» **Given task**
Continue the service agreement excerpt on customer systems, feedback, and service changes from its last sentence onward.

» **Selected passage**
┌──

3.6 Customer Systems. Customer is solely responsible for the operation and maintenance of the Customer Systems and for having and paying for all equipment and internet access necessary to access and use the Service. InCountry disclaims all warranties, express or implied, and shall have no liabilities to Customer, arising from or related to the operation or maintenance of the Customer Systems or any incompatibilities, faults, defects, or damage attributable thereto. During the Term, Customer shall provide InCountry with all access credentials, passwords, security protocols, and other information required for the operation of the Service. Such credentials, passwords, protocols, and information will be Customer’s Confidential Information. In order for the Service to operate, Customer may need to activate certain configuration options or Service on Customer’s cloud infrastructure. If Customer does not activate such configuration options or Service, Customer understands and agrees that the Service may not function or operate in accordance with its documentation. Customer is solely responsible for any additional fees or charges payable to Customer’s cloud infrastructure provider in connection with any changes to such configuration options or Service. To the extent Customer’s cloud infrastructure provider implements any rate limiting restrictions on such activities, InCountry shall not be liable for any decreased performance or failure of the Service in connection therewith.
3.7 Feedback. Customer may have the opportunity to present to InCountry recommendations or feedback for new features, functionality, or other improvements to the Service (“Feedback”), which InCountry will consider, at its sole discretion, implementing in future updates to the Service. The Parties agree that all Feedback is and shall be given voluntarily. Feedback, even if designated as confidential by Customer, shall not, absent a separate written agreement, create any confidentiality obligation for InCountry. Customer will not provide InCountry with any Feedback that Customer is not authorized or permitted to provide to InCountry. InCountry shall be free to use, disclose, reproduce, license or otherwise distribute, and exploit the Feedback provided to it as it sees fit, entirely without obligation or restriction of any kind on account of intellectual property rights or otherwise.
3.8 Changes to Service. Customer understands and agrees that InCountry may change or discontinue the Service or change or remove functionality of the Service at any time at InCountry’s sole discretion. InCountry will use commercially reasonable efforts to notify Customer of any material change to or discontinuation of the Service.

└──

» **Raw records**

┌──

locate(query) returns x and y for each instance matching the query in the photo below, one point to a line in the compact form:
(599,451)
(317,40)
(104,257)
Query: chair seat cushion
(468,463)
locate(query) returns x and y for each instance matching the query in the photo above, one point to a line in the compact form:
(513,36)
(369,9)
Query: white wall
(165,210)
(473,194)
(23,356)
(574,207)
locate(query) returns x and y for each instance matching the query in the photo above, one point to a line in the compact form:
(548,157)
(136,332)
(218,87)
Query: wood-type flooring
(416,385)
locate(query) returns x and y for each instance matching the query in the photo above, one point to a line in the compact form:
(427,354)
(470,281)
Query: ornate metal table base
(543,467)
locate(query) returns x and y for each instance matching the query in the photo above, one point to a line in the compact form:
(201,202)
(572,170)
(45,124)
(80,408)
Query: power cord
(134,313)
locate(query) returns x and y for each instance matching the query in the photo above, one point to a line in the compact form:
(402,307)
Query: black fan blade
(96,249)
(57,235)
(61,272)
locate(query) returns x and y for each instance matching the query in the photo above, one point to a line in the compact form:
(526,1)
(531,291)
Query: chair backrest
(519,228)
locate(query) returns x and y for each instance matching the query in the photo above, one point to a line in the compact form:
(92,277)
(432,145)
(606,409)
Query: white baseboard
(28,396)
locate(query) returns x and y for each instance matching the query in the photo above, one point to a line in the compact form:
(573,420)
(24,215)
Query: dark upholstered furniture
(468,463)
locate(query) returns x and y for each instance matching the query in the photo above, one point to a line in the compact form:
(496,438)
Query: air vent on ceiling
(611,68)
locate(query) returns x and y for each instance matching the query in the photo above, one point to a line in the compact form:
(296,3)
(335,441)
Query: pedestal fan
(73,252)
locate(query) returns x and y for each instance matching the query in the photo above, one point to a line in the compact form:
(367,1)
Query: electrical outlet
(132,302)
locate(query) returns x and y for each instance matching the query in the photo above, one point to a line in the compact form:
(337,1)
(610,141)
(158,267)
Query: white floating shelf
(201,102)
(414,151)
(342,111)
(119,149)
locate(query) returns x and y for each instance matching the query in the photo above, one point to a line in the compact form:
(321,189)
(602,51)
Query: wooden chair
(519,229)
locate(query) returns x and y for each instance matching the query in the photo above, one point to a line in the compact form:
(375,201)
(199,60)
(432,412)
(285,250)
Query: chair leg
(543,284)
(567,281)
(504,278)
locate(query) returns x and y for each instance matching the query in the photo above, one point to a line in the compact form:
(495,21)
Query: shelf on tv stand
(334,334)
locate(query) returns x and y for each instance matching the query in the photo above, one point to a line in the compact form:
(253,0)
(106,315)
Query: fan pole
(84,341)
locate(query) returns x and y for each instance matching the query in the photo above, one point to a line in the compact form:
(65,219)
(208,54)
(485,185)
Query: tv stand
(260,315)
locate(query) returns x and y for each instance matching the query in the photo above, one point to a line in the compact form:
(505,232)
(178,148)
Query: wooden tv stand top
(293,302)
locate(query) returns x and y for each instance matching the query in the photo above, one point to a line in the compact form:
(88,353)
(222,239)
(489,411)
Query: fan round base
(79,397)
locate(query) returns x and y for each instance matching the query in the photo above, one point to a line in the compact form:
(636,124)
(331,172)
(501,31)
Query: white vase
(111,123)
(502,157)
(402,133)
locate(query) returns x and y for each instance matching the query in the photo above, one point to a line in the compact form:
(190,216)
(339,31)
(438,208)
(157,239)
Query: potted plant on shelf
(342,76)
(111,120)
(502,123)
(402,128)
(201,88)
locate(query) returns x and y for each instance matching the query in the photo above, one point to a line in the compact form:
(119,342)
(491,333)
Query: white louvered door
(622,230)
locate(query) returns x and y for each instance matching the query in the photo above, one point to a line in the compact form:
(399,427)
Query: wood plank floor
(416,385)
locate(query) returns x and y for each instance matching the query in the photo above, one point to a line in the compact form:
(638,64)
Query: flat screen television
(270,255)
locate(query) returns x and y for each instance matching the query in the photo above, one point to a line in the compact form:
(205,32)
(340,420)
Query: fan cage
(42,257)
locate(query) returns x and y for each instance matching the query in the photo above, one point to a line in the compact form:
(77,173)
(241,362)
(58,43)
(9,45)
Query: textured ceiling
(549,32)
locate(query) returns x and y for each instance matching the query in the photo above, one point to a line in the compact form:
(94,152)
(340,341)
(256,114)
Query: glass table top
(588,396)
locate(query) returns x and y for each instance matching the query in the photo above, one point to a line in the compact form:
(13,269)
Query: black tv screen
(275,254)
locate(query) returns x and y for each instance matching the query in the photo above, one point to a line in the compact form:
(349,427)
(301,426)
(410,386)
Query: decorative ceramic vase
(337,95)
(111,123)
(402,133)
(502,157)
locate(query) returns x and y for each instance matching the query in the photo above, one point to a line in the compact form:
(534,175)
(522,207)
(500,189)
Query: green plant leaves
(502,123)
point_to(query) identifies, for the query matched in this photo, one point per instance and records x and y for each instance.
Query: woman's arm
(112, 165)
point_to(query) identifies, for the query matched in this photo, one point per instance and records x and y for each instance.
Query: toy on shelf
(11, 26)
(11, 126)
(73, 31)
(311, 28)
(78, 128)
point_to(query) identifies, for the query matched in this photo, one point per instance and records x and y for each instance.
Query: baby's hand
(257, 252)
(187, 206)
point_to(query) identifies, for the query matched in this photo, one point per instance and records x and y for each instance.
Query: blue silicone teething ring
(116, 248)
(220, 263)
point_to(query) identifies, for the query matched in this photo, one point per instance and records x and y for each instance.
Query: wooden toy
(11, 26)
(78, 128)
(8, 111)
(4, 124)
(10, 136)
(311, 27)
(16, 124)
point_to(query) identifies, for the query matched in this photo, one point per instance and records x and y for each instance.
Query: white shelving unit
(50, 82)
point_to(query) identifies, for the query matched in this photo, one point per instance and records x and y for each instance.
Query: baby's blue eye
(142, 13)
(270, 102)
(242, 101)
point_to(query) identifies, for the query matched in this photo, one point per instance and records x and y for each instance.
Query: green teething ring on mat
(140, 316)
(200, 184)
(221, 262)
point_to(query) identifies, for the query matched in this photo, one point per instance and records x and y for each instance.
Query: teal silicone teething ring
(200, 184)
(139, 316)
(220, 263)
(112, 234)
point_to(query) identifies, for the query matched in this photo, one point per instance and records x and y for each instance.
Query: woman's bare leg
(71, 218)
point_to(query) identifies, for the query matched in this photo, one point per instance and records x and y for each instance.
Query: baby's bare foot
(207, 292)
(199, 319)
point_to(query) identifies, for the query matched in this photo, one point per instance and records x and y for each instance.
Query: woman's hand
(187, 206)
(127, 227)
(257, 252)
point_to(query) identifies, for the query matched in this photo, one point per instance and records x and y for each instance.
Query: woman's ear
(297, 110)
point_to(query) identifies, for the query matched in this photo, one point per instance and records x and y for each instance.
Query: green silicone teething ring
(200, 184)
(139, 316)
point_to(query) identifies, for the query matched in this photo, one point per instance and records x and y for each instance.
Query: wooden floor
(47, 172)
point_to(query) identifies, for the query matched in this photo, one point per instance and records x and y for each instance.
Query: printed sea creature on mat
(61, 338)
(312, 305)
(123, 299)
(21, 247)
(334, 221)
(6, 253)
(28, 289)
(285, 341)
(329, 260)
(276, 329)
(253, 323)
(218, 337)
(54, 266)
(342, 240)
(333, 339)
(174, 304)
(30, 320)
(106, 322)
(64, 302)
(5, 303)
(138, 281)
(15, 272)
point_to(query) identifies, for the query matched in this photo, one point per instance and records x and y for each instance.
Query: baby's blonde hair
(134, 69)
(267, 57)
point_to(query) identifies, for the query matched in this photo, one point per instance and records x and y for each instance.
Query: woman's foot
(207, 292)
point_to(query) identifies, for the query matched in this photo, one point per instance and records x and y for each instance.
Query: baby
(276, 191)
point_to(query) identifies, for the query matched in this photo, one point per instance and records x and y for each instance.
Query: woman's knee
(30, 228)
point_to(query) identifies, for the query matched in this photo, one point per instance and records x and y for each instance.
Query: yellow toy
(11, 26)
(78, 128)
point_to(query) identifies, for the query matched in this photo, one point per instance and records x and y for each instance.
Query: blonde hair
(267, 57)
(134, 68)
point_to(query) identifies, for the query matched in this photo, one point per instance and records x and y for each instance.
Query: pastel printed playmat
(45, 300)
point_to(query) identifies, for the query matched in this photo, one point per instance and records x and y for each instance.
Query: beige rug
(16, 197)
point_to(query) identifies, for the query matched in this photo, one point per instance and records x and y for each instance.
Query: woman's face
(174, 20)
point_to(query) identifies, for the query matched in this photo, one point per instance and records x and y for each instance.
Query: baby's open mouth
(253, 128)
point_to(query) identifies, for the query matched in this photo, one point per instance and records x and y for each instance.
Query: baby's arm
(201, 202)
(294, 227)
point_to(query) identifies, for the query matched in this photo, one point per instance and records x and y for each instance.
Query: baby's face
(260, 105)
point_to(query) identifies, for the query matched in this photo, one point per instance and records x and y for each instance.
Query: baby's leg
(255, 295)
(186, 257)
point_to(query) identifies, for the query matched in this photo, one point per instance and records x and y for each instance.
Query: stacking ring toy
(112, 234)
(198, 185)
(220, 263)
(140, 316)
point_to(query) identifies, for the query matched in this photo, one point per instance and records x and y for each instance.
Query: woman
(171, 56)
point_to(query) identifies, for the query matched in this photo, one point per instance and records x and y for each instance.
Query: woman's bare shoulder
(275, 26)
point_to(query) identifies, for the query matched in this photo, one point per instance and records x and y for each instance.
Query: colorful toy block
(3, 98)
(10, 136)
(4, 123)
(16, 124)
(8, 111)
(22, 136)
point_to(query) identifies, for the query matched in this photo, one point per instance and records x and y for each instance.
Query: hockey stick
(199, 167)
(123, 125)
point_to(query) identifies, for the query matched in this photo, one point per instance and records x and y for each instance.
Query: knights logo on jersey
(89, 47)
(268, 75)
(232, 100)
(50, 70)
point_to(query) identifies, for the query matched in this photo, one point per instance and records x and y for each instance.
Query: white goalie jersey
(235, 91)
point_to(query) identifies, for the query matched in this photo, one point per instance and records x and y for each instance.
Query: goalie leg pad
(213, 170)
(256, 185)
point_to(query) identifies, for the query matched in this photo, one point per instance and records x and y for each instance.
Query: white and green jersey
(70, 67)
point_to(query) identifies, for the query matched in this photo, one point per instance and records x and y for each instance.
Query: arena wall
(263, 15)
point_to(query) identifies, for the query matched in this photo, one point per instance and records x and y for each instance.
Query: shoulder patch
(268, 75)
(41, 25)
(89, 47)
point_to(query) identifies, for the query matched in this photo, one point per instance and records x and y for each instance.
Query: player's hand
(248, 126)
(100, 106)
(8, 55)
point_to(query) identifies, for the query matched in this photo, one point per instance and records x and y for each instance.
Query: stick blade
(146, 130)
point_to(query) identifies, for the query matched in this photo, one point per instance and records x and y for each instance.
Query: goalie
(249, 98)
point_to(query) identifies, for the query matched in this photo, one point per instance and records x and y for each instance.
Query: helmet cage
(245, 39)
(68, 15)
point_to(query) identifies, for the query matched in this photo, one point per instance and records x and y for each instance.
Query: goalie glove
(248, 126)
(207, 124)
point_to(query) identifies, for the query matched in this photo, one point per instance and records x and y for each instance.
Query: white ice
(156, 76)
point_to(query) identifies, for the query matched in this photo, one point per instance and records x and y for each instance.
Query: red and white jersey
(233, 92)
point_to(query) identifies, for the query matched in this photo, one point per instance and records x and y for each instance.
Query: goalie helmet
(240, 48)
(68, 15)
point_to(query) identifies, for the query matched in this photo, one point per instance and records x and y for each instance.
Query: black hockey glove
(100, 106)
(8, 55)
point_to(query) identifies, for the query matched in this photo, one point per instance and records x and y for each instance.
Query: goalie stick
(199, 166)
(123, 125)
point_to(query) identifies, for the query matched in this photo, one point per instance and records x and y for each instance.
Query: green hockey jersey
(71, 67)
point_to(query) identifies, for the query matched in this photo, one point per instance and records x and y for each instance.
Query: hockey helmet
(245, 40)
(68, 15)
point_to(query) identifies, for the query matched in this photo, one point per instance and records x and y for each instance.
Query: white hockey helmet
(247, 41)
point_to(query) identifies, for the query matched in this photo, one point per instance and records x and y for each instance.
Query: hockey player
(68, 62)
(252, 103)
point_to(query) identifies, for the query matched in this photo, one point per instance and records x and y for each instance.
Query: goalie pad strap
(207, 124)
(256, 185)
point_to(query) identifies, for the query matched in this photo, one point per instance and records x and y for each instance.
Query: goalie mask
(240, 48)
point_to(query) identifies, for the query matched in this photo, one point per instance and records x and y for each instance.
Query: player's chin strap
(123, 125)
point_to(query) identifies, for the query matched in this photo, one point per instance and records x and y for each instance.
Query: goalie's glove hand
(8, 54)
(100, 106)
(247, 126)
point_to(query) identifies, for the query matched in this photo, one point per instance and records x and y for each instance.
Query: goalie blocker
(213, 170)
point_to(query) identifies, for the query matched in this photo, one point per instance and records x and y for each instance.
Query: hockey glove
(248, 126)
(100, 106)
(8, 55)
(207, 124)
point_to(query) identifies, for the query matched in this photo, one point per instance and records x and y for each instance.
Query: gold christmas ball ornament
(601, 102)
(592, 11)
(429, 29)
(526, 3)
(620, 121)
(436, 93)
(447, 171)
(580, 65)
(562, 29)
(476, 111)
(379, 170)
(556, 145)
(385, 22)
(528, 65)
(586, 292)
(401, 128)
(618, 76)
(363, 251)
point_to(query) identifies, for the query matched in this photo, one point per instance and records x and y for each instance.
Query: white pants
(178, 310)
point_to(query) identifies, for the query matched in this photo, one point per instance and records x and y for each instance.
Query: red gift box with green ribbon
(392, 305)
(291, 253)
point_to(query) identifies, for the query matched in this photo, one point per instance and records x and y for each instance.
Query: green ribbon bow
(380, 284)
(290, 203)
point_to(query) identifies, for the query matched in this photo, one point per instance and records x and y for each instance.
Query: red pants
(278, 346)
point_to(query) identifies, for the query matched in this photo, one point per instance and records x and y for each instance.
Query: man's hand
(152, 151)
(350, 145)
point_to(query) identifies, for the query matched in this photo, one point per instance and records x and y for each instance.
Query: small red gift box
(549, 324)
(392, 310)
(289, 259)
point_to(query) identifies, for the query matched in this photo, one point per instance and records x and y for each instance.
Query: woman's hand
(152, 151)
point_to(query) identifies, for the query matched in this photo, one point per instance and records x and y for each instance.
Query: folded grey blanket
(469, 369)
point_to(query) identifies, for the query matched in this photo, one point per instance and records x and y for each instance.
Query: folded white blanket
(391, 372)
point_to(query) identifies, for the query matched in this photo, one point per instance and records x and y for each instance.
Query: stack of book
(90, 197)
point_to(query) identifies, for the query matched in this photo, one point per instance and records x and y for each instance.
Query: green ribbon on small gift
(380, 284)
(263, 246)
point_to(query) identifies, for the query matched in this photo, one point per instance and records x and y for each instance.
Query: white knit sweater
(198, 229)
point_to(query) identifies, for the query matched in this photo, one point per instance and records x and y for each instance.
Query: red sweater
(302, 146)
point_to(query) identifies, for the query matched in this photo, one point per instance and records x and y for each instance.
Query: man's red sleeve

└──

» **Final answer**
3.9 Ownership. Except for the rights expressly granted in this Agreement, InCountry retains all right, title, and interest, including all intellectual property rights, in and to the Service and the Documentation and the Resultant Data (as defined in Section 4.7 below). No implied license or right is granted by InCountry by estoppel, reliance, or otherwise. Except for the rights expressly granted in this Agreement, Customer retains all right, title and interest, including all intellectual property rights, in the Customer Data.
4.1 Confidential Information. The term “Confidential Information” means any information disclosed by one Party (“Disclosing Party” to the other Party (“Receiving Party”), whether before or after the Effective Date, that: (i) is in written, graphic, machine readable or other tangible form and is marked “Confidential”, “Proprietary” or in some other manner to indicate its confidential nature; (ii) should be reasonably understood by Receiving Party to be the confidential or proprietary information of Disclosing Party; or (iii) that is oral information disclosed by Disclosing Party to Receiving Party, provided that such information is designated as confidential at the time of disclosure and is reduced to writing by Disclosing Party within a reasonable time after its oral disclosure, and such writing is marked in a manner to indicate its confidential nature and delivered to Receiving Party. The Service and Documentation shall be InCountry’s Confidential Information.
4.2 Confidentiality. Receiving Party shall treat as confidential all Confidential Information of Disclosing Party, shall not use such Confidential Information except to exercise its rights and perform its obligations under this Agreement herein, and shall not disclose such Confidential Information to any third party. Without limiting the foregoing, Receiving Party shall use at least the same degree of care it uses to prevent the disclosure of its own confidential information of like importance, to prevent the disclosure of Confidential Information of Disclosing Party. Receiving Party shall promptly notify Disclosing Party of any actual or suspected misuse or unauthorized disclosure of Disclosing Party’s Confidential Information.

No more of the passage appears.